Stored records
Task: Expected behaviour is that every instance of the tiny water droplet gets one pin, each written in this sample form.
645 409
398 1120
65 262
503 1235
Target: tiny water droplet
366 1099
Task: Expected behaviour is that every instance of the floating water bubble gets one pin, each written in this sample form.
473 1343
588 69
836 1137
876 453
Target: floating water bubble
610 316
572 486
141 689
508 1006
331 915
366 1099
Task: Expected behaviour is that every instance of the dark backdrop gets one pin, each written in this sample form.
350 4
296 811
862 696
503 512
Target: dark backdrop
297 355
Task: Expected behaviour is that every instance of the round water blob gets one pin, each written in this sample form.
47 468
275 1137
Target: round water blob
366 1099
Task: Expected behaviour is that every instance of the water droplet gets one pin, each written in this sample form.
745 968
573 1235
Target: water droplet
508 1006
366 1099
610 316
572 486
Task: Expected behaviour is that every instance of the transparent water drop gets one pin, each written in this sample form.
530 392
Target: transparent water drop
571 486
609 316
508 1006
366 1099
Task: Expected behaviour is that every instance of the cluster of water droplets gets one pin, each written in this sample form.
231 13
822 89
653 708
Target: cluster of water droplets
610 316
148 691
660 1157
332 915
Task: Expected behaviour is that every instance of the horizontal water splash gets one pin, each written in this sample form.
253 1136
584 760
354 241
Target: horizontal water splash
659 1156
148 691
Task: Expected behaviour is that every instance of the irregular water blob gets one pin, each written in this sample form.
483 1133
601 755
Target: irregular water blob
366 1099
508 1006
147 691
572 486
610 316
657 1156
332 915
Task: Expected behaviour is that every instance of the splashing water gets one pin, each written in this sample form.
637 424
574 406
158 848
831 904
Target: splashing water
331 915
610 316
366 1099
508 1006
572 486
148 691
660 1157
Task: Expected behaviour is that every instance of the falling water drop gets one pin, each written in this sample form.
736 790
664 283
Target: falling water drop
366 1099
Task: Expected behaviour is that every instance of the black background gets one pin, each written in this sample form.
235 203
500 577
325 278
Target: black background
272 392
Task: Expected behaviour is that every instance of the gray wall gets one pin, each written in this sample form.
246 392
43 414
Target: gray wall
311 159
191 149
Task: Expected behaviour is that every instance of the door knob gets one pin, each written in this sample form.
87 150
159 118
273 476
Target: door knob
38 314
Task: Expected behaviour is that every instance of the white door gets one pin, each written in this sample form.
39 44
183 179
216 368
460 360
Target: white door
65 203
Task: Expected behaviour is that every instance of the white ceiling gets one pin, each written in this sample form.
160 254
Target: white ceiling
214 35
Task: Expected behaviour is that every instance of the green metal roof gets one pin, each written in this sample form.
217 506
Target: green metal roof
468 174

JOB
Format the rows that begin with the line containing "Task: Expected behaviour is that every instance of the gray" and run through the end of the rows as a JSON list of strings, one string per line, with blank lines omitted.

PROBLEM SOLUTION
[
  "Task: Expected behaviour is that every instance of the gray wall gets one pin, each written in this sample form.",
  "246 392",
  "43 414",
  "Target: gray wall",
  "311 159",
  "191 149",
  "Task: Expected behaviour is that every instance of the door knob gets one pin, each written in this sample form.",
  "87 150",
  "159 118",
  "273 476",
  "Target: door knob",
  "38 314",
  "Task: Expected behaviour is that every instance of the white door gets one pin, each written in this sample form.",
  "39 44",
  "183 179",
  "216 368",
  "460 360",
  "Target: white door",
  "65 203",
  "Task: Expected behaviour is that every instance of the white ceiling gets one pin, each written in this sample form.",
  "160 254",
  "Target: white ceiling",
  "214 35",
  "Task: Expected behaviour is that every instance of the green metal roof gets one pin, each written in this sample form.",
  "217 506",
  "Target: green metal roof",
  "468 174"
]